Entries from a point annotation set:
━━━━━━━━━━
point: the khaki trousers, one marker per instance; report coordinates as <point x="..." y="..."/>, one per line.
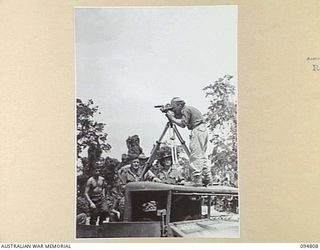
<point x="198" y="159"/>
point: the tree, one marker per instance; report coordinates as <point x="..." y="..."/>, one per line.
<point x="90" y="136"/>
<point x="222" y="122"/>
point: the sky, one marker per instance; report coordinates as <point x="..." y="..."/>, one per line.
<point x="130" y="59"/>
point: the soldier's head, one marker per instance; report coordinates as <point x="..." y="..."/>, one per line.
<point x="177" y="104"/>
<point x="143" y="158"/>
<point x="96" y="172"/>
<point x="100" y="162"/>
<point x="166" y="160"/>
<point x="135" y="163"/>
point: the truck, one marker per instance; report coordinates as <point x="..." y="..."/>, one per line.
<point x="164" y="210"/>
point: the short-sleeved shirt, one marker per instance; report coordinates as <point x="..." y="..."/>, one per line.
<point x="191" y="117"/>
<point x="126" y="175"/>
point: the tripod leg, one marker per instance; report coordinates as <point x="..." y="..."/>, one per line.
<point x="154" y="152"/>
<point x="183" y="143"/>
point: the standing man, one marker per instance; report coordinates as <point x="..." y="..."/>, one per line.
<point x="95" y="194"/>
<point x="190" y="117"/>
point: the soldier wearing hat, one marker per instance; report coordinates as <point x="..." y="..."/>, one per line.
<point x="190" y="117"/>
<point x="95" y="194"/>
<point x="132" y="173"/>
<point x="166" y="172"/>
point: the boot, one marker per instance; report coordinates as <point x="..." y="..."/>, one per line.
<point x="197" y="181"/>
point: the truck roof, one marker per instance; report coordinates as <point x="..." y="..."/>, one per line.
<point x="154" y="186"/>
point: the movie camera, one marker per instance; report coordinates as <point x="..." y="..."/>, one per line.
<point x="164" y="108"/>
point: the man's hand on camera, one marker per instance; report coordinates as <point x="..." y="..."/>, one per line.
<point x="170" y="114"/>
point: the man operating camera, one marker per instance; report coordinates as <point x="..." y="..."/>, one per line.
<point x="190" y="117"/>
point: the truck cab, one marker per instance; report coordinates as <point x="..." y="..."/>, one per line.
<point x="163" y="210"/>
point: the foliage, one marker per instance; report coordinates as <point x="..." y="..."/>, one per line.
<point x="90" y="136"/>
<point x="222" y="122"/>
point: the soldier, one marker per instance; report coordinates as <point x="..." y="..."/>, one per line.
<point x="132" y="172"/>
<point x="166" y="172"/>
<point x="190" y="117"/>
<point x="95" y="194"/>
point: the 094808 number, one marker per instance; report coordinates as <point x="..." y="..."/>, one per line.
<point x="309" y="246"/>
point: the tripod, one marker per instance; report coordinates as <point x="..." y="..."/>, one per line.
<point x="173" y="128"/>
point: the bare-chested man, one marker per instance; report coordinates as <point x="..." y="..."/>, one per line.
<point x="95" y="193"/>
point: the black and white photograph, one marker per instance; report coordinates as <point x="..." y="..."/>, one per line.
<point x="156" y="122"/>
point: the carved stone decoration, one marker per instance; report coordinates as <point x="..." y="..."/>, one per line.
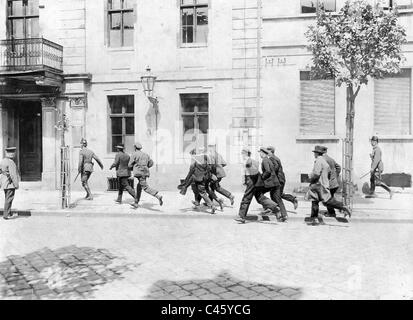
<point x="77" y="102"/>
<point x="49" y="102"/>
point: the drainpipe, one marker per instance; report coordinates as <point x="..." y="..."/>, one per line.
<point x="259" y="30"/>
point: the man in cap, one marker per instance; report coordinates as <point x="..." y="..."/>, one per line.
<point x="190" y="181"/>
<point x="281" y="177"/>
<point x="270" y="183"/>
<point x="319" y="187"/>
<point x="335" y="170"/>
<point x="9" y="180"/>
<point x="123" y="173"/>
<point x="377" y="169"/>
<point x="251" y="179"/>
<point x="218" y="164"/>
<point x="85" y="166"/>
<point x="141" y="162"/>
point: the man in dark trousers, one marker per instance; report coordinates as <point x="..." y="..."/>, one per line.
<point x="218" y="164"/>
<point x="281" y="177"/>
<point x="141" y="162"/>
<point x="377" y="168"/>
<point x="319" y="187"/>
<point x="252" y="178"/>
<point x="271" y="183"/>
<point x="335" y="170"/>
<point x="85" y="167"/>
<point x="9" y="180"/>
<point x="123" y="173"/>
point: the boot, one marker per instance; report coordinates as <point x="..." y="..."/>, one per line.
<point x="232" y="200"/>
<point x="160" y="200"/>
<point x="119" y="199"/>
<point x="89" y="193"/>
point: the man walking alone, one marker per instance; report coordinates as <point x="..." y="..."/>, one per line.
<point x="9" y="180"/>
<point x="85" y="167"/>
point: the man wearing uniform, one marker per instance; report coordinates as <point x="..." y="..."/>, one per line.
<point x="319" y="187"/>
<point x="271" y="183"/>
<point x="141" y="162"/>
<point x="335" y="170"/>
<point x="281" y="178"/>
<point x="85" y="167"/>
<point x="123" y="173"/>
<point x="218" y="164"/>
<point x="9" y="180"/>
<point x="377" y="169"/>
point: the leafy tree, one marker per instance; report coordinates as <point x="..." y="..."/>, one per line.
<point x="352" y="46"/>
━━━━━━━━━━
Given task: Skip the images and write out the rest of the listing exactly.

Output below:
point: the khaki trousers, one marker per instance; report coordinates as <point x="..." y="..."/>, one per line.
<point x="198" y="159"/>
point: the tree, one marker per instance; report coordinates as <point x="..." y="..."/>, one per line.
<point x="90" y="136"/>
<point x="222" y="122"/>
point: the sky, one marker per instance; report coordinates as <point x="..." y="..."/>, one per line.
<point x="130" y="59"/>
point: the soldier's head, one marker per instance; report coordinates as <point x="..." y="..."/>, one per line.
<point x="177" y="104"/>
<point x="143" y="158"/>
<point x="96" y="172"/>
<point x="100" y="162"/>
<point x="166" y="160"/>
<point x="135" y="163"/>
point: the truck, one marker per instance; report coordinates as <point x="..." y="..."/>, one per line.
<point x="164" y="210"/>
point: the short-sleeved shirt, one marker per instance; report coordinates as <point x="..." y="..."/>, one per line.
<point x="191" y="117"/>
<point x="126" y="175"/>
point: the tripod leg, one marker per instance; report coordinates as <point x="..." y="..."/>, one per line.
<point x="154" y="152"/>
<point x="183" y="143"/>
point: the standing man, one marker per instance; report coordinates as <point x="..." y="..."/>, one per line.
<point x="95" y="194"/>
<point x="190" y="117"/>
point: the soldier wearing hat, one marker per instance; report coordinates as <point x="..." y="..."/>, one per line.
<point x="190" y="117"/>
<point x="95" y="194"/>
<point x="132" y="173"/>
<point x="166" y="172"/>
point: the boot, one marker per instance; report coordinates as <point x="..." y="..."/>, one per line.
<point x="197" y="181"/>
point: the truck roof, one marker per instance; report coordinates as <point x="..." y="..."/>, one per line.
<point x="154" y="186"/>
point: the movie camera, one marker per instance; report coordinates as <point x="..." y="..."/>, one per line.
<point x="164" y="108"/>
point: the man's hand on camera, one marker per instance; report coordinates as <point x="..." y="..."/>, one per line.
<point x="170" y="114"/>
point: the man operating camera, one marker per instance; report coordinates as <point x="..." y="..."/>, one per line.
<point x="190" y="117"/>
point: the truck cab, one marker per instance; report coordinates as <point x="..." y="..."/>, one per line.
<point x="163" y="210"/>
point: the foliage, one marker per instance; report coordinates as <point x="..." y="..."/>, one per line.
<point x="90" y="136"/>
<point x="222" y="122"/>
point: the soldier, one marker per instance; report coordinates as <point x="..." y="..."/>, one per line.
<point x="132" y="172"/>
<point x="166" y="172"/>
<point x="190" y="117"/>
<point x="95" y="194"/>
point: the 094808 number, one marker per instance; report coordinates as <point x="..." y="..."/>, one per line.
<point x="309" y="246"/>
point: the tripod, one marker per instance; report coordinates as <point x="..." y="..."/>, one per line.
<point x="173" y="128"/>
point: the bare-chested man, one marker per instance; report coordinates as <point x="..." y="..."/>, one per line.
<point x="95" y="193"/>
point: the black and white photograph, one marker per instance; report coordinates as <point x="..." y="..."/>, one per line.
<point x="156" y="122"/>
point: the carved stone decoration, one marker per instance; report coordinates as <point x="..." y="..."/>, one per line.
<point x="77" y="102"/>
<point x="49" y="102"/>
point: the drainpipe, one marker per instance; report coordinates as <point x="..." y="..."/>, one per line.
<point x="259" y="30"/>
point: the man in cap, one marker per instance; report coordinates as <point x="..." y="..."/>, one per line.
<point x="190" y="181"/>
<point x="281" y="177"/>
<point x="270" y="183"/>
<point x="319" y="187"/>
<point x="335" y="170"/>
<point x="9" y="180"/>
<point x="123" y="173"/>
<point x="377" y="169"/>
<point x="251" y="179"/>
<point x="218" y="164"/>
<point x="85" y="166"/>
<point x="141" y="162"/>
point: the man in dark trousers, one marker per instance; report coordinates as <point x="..." y="..."/>, one per line.
<point x="218" y="164"/>
<point x="281" y="177"/>
<point x="141" y="162"/>
<point x="377" y="168"/>
<point x="319" y="187"/>
<point x="252" y="178"/>
<point x="271" y="183"/>
<point x="335" y="170"/>
<point x="85" y="167"/>
<point x="9" y="180"/>
<point x="123" y="173"/>
point: the boot, one marker per instance; report coordinates as <point x="..." y="..."/>, one per line.
<point x="232" y="200"/>
<point x="160" y="200"/>
<point x="119" y="199"/>
<point x="89" y="193"/>
point: the man walking alone, one marker per instance; report coordinates as <point x="..." y="..."/>, one per line.
<point x="9" y="180"/>
<point x="85" y="167"/>
point: the man wearing uniform, one marker per instance; report coordinates as <point x="..." y="..."/>, one per line.
<point x="319" y="187"/>
<point x="271" y="183"/>
<point x="141" y="162"/>
<point x="335" y="170"/>
<point x="281" y="178"/>
<point x="85" y="167"/>
<point x="123" y="173"/>
<point x="218" y="164"/>
<point x="9" y="180"/>
<point x="377" y="169"/>
point: the leafy tree, one marker per instance; report coordinates as <point x="..." y="..."/>, one per line.
<point x="352" y="46"/>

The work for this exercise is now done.